▶ _TASK DETAILS_
Copy the material from its start up to and including the line that contains "186 L 89 186", keeping the requests, and shift the answer outlines by adding 139 to every coordinate in them.
[BEGIN]
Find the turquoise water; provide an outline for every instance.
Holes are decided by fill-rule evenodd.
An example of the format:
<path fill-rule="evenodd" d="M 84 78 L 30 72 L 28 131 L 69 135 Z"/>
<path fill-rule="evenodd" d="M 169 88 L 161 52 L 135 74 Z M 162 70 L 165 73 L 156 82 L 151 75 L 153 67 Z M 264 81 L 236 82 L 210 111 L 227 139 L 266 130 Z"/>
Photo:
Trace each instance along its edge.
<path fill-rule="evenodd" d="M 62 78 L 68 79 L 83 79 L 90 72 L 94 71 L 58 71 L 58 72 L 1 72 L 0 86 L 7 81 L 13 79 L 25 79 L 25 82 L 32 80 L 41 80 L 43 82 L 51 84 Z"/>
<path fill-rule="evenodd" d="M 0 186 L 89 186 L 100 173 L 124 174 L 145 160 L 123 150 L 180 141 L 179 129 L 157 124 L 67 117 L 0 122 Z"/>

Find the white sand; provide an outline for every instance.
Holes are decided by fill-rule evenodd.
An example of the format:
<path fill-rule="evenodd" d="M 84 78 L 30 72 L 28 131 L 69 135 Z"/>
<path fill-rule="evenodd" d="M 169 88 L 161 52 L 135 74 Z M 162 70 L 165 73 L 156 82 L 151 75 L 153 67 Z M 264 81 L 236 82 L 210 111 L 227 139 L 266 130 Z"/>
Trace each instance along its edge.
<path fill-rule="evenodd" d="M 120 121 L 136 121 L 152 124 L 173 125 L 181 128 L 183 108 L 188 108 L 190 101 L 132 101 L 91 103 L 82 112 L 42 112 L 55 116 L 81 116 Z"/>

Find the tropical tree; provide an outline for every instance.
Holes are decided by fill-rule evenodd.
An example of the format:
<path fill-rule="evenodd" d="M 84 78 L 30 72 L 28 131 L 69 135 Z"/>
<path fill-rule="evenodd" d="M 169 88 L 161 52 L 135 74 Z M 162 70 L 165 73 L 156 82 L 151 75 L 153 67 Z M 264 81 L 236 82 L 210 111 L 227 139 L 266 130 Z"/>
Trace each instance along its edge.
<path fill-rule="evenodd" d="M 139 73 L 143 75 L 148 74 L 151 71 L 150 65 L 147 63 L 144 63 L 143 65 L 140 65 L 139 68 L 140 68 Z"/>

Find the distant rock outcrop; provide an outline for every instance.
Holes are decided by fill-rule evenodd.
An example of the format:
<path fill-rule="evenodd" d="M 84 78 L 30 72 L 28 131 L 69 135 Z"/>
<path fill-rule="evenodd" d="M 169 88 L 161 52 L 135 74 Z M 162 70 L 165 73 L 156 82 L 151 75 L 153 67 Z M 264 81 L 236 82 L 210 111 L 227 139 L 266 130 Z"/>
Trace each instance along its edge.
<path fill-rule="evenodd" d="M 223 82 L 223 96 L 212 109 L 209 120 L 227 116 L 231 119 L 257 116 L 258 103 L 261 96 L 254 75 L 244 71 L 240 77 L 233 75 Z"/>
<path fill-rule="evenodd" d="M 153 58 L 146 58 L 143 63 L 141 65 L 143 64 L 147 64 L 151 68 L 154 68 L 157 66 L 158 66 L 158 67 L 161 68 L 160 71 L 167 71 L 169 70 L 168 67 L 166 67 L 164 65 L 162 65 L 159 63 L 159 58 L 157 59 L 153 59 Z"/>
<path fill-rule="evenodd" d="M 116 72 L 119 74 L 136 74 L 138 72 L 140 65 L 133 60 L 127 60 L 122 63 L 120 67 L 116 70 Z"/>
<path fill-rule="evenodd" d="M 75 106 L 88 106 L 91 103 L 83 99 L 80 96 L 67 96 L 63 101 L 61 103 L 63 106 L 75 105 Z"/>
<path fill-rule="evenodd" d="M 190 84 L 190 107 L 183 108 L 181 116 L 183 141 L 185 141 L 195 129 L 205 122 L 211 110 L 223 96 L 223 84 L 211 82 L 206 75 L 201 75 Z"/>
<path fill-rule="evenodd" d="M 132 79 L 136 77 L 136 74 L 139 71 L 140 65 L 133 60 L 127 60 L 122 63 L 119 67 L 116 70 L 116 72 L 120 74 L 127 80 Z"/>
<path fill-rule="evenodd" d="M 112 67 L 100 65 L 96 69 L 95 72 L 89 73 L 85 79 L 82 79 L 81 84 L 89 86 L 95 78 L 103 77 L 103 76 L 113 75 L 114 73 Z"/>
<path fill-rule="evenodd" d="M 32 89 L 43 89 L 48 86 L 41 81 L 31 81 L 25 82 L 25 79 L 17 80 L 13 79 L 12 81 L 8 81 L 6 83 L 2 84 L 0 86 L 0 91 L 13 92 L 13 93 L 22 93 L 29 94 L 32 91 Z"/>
[END]
▶ _SOLUTION TO THIS TASK_
Find the turquoise water; provide an outline for every instance.
Holes are decided by fill-rule evenodd.
An example of the format:
<path fill-rule="evenodd" d="M 84 78 L 30 72 L 28 131 L 69 135 Z"/>
<path fill-rule="evenodd" d="M 169 88 L 161 52 L 135 74 Z M 162 70 L 165 73 L 156 82 L 151 75 L 153 67 Z M 264 81 L 236 82 L 210 111 L 227 139 L 266 130 Z"/>
Photo:
Trace each instance along its edge.
<path fill-rule="evenodd" d="M 201 217 L 207 218 L 222 218 L 229 211 L 233 210 L 197 210 L 197 211 L 140 211 L 139 225 L 146 220 L 152 218 L 164 218 L 164 221 L 171 219 L 180 219 L 182 221 L 190 223 Z"/>
<path fill-rule="evenodd" d="M 139 325 L 228 325 L 239 312 L 263 313 L 284 299 L 262 289 L 319 280 L 318 268 L 296 263 L 206 256 L 139 261 Z"/>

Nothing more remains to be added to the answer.